(Referring expression grounding data)
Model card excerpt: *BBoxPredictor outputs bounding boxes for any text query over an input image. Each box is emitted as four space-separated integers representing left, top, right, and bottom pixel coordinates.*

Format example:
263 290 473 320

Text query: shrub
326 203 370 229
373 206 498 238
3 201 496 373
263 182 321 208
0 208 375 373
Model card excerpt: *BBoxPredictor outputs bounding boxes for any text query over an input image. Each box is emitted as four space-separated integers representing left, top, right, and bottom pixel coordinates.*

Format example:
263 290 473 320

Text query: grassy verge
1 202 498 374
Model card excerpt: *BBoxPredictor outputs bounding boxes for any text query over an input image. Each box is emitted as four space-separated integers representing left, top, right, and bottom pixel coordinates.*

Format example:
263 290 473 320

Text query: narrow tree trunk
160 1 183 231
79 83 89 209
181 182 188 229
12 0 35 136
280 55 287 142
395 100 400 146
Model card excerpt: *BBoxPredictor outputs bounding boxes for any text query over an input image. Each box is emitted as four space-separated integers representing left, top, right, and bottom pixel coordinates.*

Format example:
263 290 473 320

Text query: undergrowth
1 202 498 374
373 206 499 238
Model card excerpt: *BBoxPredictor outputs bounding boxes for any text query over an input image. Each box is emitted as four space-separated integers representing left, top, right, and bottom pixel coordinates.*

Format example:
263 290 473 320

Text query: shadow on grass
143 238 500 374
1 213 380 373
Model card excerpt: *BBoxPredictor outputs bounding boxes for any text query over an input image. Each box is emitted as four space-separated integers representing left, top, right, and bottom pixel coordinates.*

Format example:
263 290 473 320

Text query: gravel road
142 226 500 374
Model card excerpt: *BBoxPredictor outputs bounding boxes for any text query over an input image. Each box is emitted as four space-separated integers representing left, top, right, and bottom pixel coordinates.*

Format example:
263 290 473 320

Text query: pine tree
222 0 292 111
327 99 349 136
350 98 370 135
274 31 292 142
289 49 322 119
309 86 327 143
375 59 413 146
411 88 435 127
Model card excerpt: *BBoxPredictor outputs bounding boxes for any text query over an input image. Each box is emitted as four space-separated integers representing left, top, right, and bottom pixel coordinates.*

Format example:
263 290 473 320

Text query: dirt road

Task item: Each entry shown above should be copied out exactly.

Exercise result:
Model card excerpt: *BBoxPredictor outputs bounding boxes for any text query over an input image. Each box is emitted as four space-separated integers representing left, top, right, and bottom pixel coordinates.*

Format example:
263 290 473 320

Text query: shrub
326 203 370 229
373 206 498 238
3 201 496 373
263 182 321 208
0 208 375 373
Model card excerpt: *BBoxPredictor outputs bounding boxes for any text query over an input image. Each box is emitted as four space-separated integers representing left, top, right, and bottom pixel coordinates.*

Format example:
263 290 473 320

Text query: grassy verge
1 202 498 374
Model card excerpt: *BBoxPredictor outputs bounding boxes for any text query over an input image. Each box is emitted as four space-separated integers representing left, top, right, and bottom pixel coordinates.*

Format example:
263 290 473 320

Text query: narrow tree trunk
160 1 183 231
79 83 89 209
181 182 188 229
12 0 35 136
280 55 287 142
395 100 400 146
Model card excerpt: *BBoxPredictor outputs bounding boxes for any text query over an input image. Each box is emitted as four space-separated integers representing left, top, right, and bottom pixel coordinates.*

Format example:
263 290 473 320

Text query: undergrowth
1 202 498 374
373 206 499 238
Model card excerpt: *BBoxPredictor outputs bounding boxes for any text query over an input image. Each box is emitted as four space-separated integers representing left, top, right, and bottom pixel coordinates.*

Format example:
263 290 473 320

Text query: shadow on grass
143 238 500 374
1 213 380 373
Model card excerpt: *BBoxPredictor outputs bounding boxes for any text query over an input image. Each box is emitted as four space-separated integers representing left, top, right, and bottom pixel coordinates.*

Format example:
263 290 473 320

Text query: gravel road
142 226 500 374
Model card excerpt: *BBoxPredictor outputs bounding boxes for any text query over an input image. Each box is emitted as four space-separated integers representing left, top, right, and bottom pixel coordinates.*

Format example:
263 290 473 320

Text query: pine tree
222 0 292 111
327 99 349 136
350 98 370 135
274 31 292 142
289 49 322 119
309 86 327 143
375 59 413 146
411 88 435 127
Model card excerpt: *BBoxPredictor outputs bounding boxes for any text query over an input image. Each box is emitted as four space-separated integers representing left, top, right, and bottom pixel coordinates.*

Format example:
263 290 473 320

Text query: dirt road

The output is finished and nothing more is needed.